⟨

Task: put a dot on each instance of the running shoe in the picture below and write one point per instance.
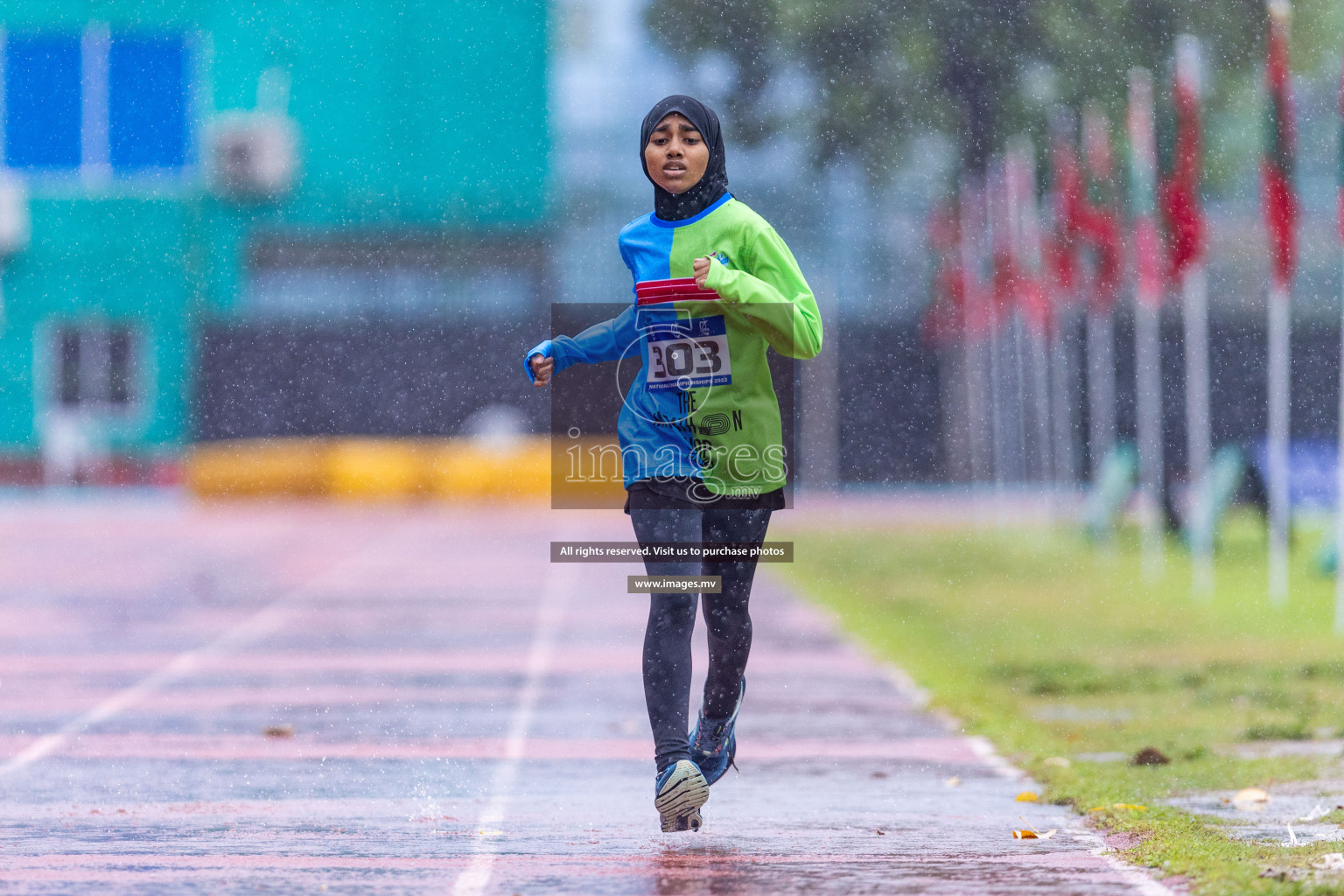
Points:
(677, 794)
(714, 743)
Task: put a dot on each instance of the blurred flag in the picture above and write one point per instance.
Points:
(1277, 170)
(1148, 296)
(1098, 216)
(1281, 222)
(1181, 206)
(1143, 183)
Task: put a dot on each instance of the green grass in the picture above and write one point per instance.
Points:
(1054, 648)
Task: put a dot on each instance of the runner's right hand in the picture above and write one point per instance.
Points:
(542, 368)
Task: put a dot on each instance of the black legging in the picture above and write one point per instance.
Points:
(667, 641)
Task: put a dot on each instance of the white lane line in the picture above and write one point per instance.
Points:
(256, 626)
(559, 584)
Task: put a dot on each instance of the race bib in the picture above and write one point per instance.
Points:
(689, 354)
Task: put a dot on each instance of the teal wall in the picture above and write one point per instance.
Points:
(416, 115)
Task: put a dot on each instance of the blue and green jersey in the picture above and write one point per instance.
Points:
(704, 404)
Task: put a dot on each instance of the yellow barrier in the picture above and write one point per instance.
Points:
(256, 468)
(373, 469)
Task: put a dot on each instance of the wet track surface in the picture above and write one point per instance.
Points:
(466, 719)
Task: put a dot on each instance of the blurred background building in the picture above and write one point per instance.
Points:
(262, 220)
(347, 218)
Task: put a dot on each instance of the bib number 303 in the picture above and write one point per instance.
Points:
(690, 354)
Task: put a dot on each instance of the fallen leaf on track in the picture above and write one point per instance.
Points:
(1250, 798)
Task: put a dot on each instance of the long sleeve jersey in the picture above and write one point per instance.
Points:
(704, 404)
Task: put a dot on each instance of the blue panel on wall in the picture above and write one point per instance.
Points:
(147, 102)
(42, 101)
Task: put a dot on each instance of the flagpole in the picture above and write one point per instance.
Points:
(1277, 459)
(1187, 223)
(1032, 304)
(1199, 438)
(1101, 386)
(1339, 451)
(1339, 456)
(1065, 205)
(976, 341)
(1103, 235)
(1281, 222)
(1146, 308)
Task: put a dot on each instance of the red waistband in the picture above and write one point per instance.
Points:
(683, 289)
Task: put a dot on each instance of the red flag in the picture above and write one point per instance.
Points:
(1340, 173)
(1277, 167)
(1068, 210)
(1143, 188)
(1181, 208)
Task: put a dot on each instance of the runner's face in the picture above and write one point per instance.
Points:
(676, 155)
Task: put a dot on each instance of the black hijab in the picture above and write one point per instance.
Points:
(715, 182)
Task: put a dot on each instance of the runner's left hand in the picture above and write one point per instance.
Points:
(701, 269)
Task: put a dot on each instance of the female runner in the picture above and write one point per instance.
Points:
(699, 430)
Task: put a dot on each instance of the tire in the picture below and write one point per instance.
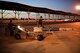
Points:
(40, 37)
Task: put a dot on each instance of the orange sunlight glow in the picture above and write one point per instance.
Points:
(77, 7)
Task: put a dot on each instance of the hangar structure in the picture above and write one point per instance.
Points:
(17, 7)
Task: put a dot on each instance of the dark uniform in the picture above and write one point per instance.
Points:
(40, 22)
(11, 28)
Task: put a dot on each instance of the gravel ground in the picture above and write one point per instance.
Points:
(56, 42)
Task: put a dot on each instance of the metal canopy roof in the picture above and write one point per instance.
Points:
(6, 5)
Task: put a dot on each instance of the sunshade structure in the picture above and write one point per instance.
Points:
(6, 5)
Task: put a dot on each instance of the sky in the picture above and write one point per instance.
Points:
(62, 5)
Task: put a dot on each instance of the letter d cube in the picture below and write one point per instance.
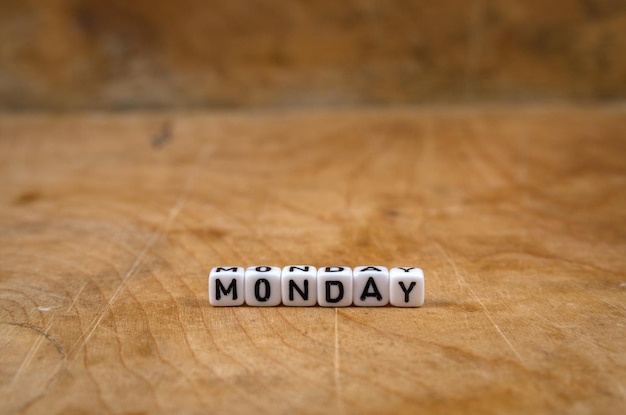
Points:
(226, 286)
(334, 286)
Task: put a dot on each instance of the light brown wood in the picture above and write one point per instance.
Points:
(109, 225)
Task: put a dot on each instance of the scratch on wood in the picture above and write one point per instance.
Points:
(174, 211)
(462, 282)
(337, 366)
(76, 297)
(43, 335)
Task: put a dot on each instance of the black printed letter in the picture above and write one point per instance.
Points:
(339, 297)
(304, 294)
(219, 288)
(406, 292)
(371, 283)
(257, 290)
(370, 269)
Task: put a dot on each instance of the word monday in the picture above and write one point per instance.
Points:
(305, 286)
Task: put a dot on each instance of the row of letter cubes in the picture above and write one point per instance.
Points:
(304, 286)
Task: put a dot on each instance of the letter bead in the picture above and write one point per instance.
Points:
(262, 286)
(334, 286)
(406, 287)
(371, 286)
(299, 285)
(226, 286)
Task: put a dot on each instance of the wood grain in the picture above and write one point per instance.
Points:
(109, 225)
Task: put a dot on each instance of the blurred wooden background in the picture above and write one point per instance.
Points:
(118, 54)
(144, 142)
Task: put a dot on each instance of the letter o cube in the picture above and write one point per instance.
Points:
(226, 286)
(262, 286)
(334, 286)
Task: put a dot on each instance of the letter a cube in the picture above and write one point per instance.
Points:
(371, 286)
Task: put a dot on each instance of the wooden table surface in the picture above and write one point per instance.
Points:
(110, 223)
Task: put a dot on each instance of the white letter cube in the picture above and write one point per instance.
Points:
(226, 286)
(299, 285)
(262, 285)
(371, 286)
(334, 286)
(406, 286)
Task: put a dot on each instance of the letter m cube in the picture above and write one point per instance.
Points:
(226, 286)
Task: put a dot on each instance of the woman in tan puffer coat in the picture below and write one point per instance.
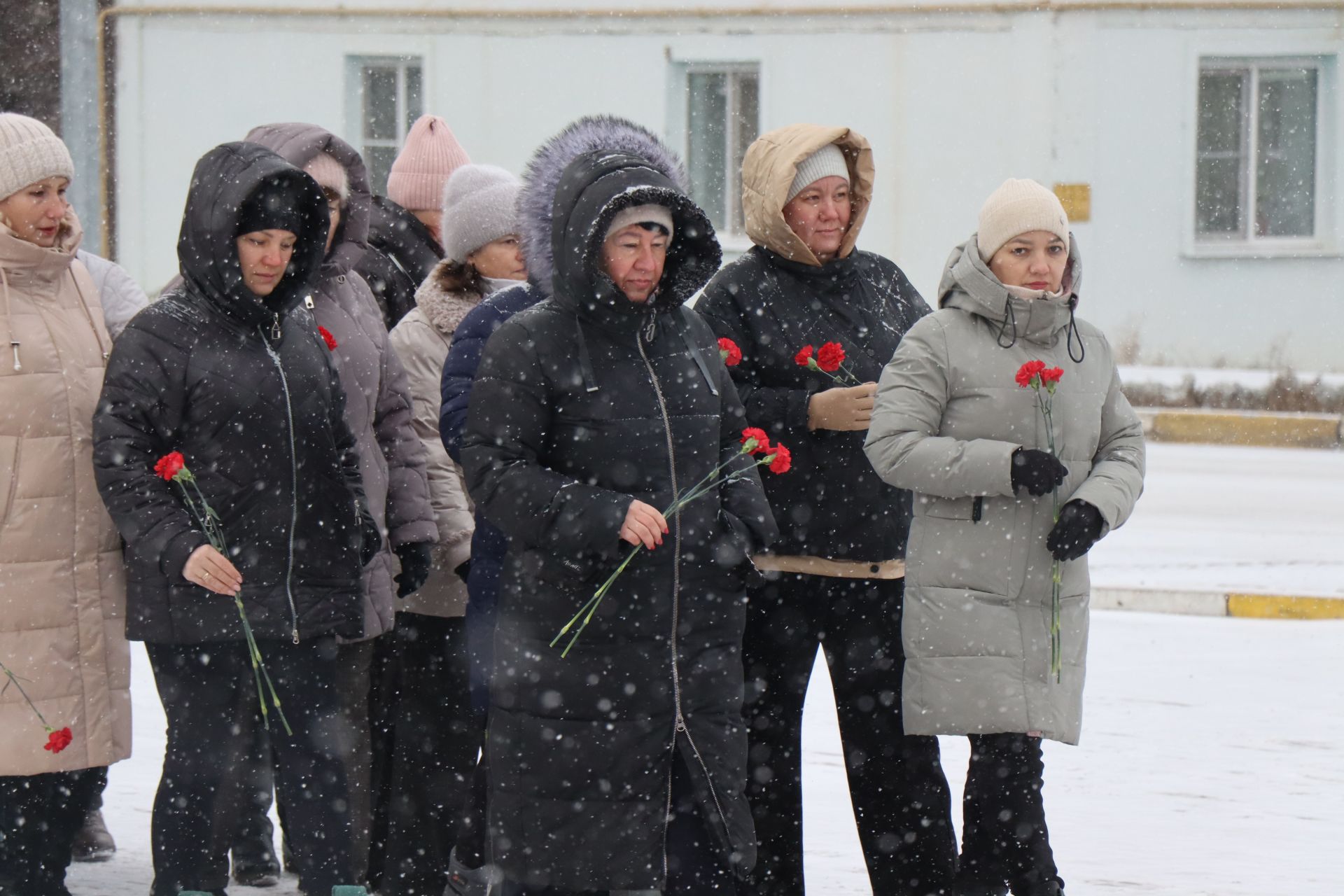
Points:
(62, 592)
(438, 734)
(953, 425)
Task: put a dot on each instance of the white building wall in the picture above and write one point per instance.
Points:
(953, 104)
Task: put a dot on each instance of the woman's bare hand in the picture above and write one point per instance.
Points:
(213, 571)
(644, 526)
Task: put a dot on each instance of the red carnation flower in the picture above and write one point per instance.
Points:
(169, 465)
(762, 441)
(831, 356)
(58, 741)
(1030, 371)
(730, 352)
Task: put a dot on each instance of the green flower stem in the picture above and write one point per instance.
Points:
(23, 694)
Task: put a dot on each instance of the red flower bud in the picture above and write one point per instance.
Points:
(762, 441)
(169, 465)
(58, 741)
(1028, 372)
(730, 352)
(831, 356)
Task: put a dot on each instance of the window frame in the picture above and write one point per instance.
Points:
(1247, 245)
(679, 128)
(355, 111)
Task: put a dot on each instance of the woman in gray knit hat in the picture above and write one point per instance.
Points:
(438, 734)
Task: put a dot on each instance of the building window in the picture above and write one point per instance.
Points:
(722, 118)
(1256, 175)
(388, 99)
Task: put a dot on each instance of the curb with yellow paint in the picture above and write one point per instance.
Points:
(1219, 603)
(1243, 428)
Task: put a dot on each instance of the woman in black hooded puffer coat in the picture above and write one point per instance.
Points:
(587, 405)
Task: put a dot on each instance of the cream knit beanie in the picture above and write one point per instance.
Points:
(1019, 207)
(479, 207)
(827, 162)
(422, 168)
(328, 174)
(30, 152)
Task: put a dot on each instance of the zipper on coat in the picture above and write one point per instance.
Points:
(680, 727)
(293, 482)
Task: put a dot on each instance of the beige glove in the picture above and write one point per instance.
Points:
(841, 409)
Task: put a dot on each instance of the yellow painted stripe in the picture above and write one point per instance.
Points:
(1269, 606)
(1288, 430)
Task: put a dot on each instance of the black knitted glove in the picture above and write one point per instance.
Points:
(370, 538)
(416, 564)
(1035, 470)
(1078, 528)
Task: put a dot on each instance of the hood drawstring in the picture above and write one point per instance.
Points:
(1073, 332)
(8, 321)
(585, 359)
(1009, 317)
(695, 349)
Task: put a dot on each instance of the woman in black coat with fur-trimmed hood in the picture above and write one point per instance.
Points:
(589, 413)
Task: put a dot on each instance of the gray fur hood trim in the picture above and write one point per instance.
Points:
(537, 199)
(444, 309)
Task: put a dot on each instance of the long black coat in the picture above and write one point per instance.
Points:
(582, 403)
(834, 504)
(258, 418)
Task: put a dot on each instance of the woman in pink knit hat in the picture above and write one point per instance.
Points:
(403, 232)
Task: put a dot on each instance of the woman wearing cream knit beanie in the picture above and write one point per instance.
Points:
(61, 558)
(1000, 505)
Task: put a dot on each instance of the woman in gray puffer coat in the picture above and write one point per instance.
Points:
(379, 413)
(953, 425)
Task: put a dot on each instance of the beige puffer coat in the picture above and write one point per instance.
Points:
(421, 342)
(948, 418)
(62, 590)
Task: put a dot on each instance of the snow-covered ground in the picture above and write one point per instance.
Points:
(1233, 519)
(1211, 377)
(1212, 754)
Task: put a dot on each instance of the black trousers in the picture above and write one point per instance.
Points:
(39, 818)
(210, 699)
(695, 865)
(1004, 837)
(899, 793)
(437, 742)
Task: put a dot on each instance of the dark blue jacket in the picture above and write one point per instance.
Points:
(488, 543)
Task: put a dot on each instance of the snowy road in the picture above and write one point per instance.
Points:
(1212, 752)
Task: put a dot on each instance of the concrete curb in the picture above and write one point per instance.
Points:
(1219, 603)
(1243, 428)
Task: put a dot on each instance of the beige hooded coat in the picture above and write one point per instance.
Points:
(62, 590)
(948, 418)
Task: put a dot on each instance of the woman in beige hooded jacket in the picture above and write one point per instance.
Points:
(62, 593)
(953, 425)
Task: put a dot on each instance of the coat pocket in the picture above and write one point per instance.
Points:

⟩

CONSIGNA:
Copia sin ningún cambio las líneas del listado de arriba, empezando por la que contiene "Task: put a dot on each instance of the curb" y terminando en la que contiene "(1000, 505)", ambas incluidas.

RESULTADO DEL EJERCICIO:
Task: put a dot on each instance of the curb with yellow paint in the picture above and write one point per instance.
Points:
(1219, 603)
(1243, 428)
Task: put a dot on each instance of the woman in black hooded puffer coat in the picture above and write one point per instance.
Points:
(587, 405)
Task: put a dot on each instance of the cream knit beanie in the picture above and write one point per instance.
Points:
(1019, 207)
(479, 207)
(827, 162)
(422, 168)
(328, 174)
(30, 152)
Task: put a dot on each instance of the zipper on coat in the picture above and write one point per instance.
Points:
(680, 727)
(293, 482)
Task: put a dot on each instance of the beige glove in the picture above and write one point per instance.
Points:
(841, 409)
Task: put a dot on each instance of the yellow painted stripe in the picture above and write one point per instance.
Points:
(1269, 606)
(1288, 430)
Task: put a dot on each instance of the black knitted glove in the picture above and write one point per instance.
Points:
(370, 538)
(416, 564)
(1035, 470)
(1078, 528)
Task: put a dot on each instance of the hood drawstring in the picture above and write one point per instance.
Points:
(1073, 332)
(8, 321)
(585, 359)
(1009, 317)
(695, 349)
Task: put a dot on each instance of the woman in black coat with fur-trimmed hood in the picture above and write one point per instance.
Points:
(589, 413)
Task: put a dot on each instance of the gray fur hood trim in the picture above and write one point per instance.
Points:
(537, 199)
(444, 309)
Task: put a dot on each instance of the long black coat in the picture above and write one point per instance.
Points:
(582, 403)
(834, 504)
(258, 418)
Task: put a dot on each instance of the woman in pink knit hat in the picture above and write one point per instance.
Points:
(403, 232)
Task: put a dot on each instance of the woman wearing cream knit beanie in the picture above and write one point per instance.
Points:
(61, 558)
(1000, 505)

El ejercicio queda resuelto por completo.